SET EXERCISE
Copy the records below word for word, starting at the line with "Target: green apple" and going through the very last line of the records.

>> begin ENTRIES SUPPLIED

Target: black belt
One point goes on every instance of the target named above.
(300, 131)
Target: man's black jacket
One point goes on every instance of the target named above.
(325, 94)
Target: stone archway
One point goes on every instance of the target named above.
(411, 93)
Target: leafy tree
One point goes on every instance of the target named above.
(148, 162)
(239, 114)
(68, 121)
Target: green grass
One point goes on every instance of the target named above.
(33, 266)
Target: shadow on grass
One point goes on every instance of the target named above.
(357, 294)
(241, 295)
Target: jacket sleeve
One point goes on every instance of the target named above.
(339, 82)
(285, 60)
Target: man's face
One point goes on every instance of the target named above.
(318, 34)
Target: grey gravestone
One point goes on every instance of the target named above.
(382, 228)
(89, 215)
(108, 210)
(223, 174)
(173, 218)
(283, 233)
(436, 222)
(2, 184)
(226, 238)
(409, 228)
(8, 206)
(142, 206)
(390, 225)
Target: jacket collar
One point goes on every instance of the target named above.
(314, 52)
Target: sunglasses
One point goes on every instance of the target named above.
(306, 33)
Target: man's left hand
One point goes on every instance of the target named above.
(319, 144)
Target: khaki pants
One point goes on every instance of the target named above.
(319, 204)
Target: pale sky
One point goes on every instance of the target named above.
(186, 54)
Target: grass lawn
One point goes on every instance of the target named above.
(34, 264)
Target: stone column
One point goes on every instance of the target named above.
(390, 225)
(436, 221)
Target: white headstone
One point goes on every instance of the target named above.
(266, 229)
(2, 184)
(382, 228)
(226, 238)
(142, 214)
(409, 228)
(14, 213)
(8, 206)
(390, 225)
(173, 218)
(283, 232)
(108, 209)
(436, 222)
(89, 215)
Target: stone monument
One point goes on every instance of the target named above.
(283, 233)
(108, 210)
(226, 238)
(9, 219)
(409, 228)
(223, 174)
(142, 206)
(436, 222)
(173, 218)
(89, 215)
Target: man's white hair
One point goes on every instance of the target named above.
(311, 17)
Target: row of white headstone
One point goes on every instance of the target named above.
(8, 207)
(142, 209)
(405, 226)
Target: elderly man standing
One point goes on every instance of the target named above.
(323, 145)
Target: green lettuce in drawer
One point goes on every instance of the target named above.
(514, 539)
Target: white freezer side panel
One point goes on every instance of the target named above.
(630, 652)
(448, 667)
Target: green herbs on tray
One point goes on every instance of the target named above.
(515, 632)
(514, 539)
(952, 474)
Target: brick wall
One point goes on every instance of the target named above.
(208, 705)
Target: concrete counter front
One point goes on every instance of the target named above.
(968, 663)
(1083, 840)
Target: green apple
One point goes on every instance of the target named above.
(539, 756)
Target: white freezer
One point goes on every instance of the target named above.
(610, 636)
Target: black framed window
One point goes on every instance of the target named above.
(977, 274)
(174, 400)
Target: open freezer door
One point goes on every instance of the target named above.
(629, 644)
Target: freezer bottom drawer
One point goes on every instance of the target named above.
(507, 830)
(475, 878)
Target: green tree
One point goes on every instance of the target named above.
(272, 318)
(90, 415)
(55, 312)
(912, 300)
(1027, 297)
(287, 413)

>> end ENTRIES SUPPLIED

REPLY
Target: green apple
One point goes on every instance of the target named above.
(539, 756)
Target: white freezer
One point goes on every instance of the target named above.
(610, 636)
Target: black framed window
One point goes on every instance of the target named above.
(977, 274)
(174, 400)
Target: open freezer door
One point goes on every instance of the target named above.
(629, 644)
Target: freezer bottom drawer
One point goes on every instance of the target named above.
(507, 830)
(475, 878)
Target: green tree
One point goes on every instance of the target named above.
(272, 318)
(90, 415)
(55, 312)
(912, 300)
(1027, 297)
(287, 413)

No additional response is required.